● **Problema planteado 1**
Resume en forma de lista el párrafo del texto que comienza con "Mi papá nació en el 48", conservando sus datos principales.

● **Documento fuente**
__________
Voy a contarles sobre mi papá, sobre lo que le gustaba, lo que hacía cuando la militancia no había copado todo el escenario.
Me resulta muy difícil reseñar su vida, porque siento que sólo tengo fragmentos deshilachados, recopilados allá y aquí, algunos relatos fosilizados por la repetición siempre igual.
Me siento más en condiciones de sentarme a escucharlos a ustedes, aquellos que conocieron a mi papá, antes que de ponerme a hablar sobre él. Pero bueno, de todas maneras, aquí voy.
Espero que estos pocos párrafos que siguen les muestren algo de esa persona que yo quiero tanto y que nunca llego a terminar de componer.

Mi papá nació en el 48: en diciembre pasado hubiera cumplido 58 años. Desde joven era bastante pelado, así que seguramente ahora apenas si tendría pelo; tal vez sería, aunque grandote y de espaldas anchas, bastante gordo (siempre le gustó con locura el pan, vicio que sigue vigente en mí).
Seguramente tendría que recortar, al afeitarse, alguna cana crecida entre sus cejas espesas. Sus ojos también habrían envejecido pero imagino que sin perder cierta franqueza confiada que muestran algunas fotos. Y su sonrisa seguiría siendo resplandeciente y buena, como la de su madre, la sonrisa que yo sí pude conocer.
__________
● **Registros del conjunto**
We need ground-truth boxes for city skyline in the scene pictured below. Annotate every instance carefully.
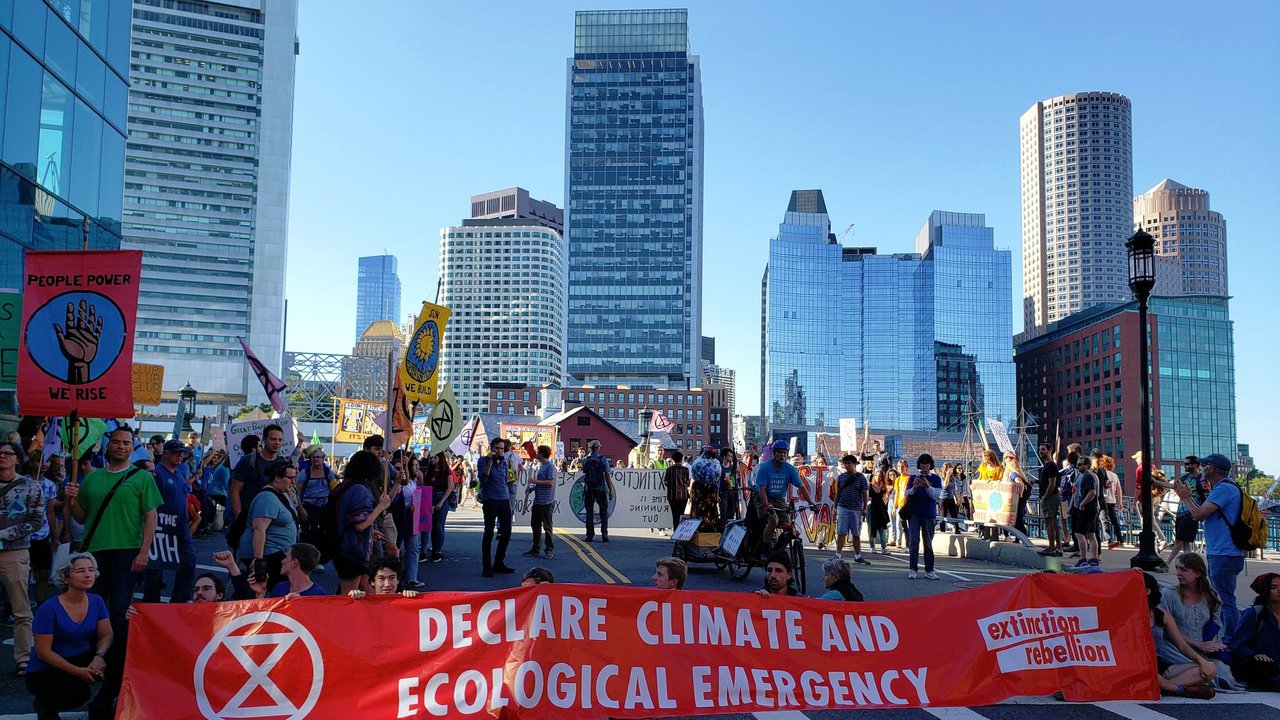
[288,3,1280,468]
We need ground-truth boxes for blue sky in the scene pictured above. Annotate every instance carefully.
[287,0,1280,471]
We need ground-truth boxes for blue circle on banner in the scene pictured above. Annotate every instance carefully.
[23,291,128,384]
[987,491,1005,512]
[404,320,440,383]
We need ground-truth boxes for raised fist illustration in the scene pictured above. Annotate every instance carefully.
[54,300,102,384]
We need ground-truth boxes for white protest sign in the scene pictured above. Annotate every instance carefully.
[227,415,298,468]
[987,418,1014,452]
[840,418,858,452]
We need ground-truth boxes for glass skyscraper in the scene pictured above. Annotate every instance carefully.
[0,0,131,288]
[356,255,401,341]
[762,190,1015,430]
[123,0,297,405]
[564,10,703,386]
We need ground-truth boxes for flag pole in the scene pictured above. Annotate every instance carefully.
[383,341,396,495]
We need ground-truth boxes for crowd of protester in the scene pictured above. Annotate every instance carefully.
[0,417,1264,720]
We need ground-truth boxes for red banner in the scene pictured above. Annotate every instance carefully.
[118,573,1160,720]
[18,250,142,418]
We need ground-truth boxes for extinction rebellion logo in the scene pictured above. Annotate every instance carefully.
[978,607,1116,673]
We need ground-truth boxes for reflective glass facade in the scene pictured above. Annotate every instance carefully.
[0,0,131,287]
[356,255,401,341]
[762,191,1015,430]
[564,10,703,384]
[123,0,297,404]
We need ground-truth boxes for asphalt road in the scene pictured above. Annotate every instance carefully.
[0,510,1280,720]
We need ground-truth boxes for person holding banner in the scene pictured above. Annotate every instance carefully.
[63,425,164,717]
[476,438,516,578]
[23,550,111,720]
[0,441,45,676]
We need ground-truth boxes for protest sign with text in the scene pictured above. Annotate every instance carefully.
[227,415,298,468]
[116,573,1160,720]
[18,250,142,418]
[399,302,450,407]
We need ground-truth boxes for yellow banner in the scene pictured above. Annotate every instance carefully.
[333,397,387,442]
[133,363,164,405]
[401,302,449,405]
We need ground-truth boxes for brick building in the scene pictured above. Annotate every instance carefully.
[1015,296,1236,488]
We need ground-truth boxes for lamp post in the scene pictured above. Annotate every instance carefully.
[636,407,653,466]
[173,383,196,438]
[1125,228,1165,571]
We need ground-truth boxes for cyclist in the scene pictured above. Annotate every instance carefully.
[755,439,814,553]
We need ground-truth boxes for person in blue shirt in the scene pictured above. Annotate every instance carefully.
[476,438,516,578]
[27,552,114,719]
[1174,452,1244,643]
[755,439,813,552]
[142,439,196,602]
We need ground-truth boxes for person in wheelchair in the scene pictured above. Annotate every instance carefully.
[755,439,813,553]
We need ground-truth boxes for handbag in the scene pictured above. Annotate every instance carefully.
[79,468,138,550]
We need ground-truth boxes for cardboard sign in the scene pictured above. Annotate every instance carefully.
[399,302,450,407]
[671,518,703,542]
[116,573,1160,720]
[333,397,387,443]
[133,363,164,405]
[0,290,22,389]
[18,250,142,418]
[227,415,298,468]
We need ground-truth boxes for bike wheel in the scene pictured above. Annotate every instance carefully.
[791,538,809,594]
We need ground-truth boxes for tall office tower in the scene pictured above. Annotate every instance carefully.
[564,10,703,387]
[440,188,567,418]
[123,0,298,405]
[763,190,1015,430]
[0,0,132,288]
[356,255,401,340]
[1133,178,1228,297]
[1020,92,1133,337]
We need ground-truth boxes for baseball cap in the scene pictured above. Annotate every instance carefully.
[769,550,795,570]
[1201,452,1231,473]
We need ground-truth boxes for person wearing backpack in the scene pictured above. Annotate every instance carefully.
[1174,452,1253,642]
[581,439,613,542]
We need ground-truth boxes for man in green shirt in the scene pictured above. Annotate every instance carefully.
[64,427,163,720]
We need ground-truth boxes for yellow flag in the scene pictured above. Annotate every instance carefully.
[399,302,449,405]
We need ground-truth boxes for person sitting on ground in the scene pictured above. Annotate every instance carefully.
__________
● **Problema planteado 2**
Por favor, reproduce sin cambios el tramo de los registros que empieza en la línea que contiene "We need ground-truth boxes for blue sky" y termina en la línea que contiene "[840,418,858,452]", ambas incluidas.

● **Respuesta 1**
- Nació en el 48; en diciembre pasado habría cumplido 58 años.
- Era bastante pelado desde joven, así que ahora casi no tendría pelo.
- Era grandote y de espaldas anchas; tal vez hoy estaría bastante gordo.
- Siempre le gustó con locura el pan, vicio que sigue vigente en quien escribe.
- Al afeitarse quizá tendría que recortar alguna cana entre sus cejas espesas.
- Sus ojos habrían envejecido sin perder la franqueza confiada que muestran algunas fotos.
- Su sonrisa seguiría siendo resplandeciente y buena, como la de su madre, a quien quien escribe sí pudo conocer.

● **Respuesta 2**
We need ground-truth boxes for blue sky in the scene pictured above. Annotate every instance carefully.
[287,0,1280,471]
We need ground-truth boxes for blue circle on banner in the scene pictured above. Annotate every instance carefully.
[23,291,128,384]
[987,491,1005,512]
[404,320,440,383]
We need ground-truth boxes for raised fist illustration in the scene pictured above. Annotate every instance carefully.
[54,300,102,384]
We need ground-truth boxes for white protest sign in the scene pictured above. Annotate every instance carefully.
[227,415,298,468]
[987,418,1014,452]
[840,418,858,452]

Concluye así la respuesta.